[Listed records]
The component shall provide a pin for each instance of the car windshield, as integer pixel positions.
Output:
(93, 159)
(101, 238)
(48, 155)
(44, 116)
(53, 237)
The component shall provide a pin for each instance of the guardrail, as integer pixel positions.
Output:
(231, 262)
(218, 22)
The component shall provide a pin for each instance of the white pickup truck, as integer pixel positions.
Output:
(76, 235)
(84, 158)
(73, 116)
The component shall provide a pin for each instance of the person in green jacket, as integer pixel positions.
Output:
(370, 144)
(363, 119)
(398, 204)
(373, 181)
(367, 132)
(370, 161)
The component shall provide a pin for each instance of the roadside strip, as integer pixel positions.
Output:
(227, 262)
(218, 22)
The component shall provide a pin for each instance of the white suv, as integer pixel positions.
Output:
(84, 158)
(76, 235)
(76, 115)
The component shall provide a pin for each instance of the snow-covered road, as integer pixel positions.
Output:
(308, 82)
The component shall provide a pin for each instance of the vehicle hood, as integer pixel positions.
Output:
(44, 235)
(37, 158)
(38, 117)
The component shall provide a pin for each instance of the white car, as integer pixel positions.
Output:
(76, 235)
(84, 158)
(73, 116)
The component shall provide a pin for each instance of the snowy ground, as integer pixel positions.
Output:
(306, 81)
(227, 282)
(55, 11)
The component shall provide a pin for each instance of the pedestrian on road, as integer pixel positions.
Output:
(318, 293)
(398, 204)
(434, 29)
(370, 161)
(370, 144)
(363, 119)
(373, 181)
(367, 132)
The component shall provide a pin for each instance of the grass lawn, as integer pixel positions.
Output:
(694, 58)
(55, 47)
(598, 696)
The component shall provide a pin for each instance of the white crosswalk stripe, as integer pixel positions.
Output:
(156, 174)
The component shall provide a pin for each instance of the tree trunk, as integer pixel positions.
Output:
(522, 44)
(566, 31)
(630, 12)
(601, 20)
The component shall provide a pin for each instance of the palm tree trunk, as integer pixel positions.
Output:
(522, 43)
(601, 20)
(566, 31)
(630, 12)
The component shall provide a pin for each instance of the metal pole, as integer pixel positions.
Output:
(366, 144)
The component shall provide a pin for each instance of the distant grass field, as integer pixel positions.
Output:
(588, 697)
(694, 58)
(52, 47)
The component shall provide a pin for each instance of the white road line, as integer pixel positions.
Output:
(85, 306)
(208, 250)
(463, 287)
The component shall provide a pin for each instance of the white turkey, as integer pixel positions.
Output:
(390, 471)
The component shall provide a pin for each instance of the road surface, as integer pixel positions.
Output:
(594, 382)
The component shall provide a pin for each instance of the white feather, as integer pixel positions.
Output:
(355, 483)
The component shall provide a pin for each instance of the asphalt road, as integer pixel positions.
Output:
[/Listed records]
Problem details ::
Among the lines of the material above, count those that include "trunk" and report that number alone.

Exercise solution ::
2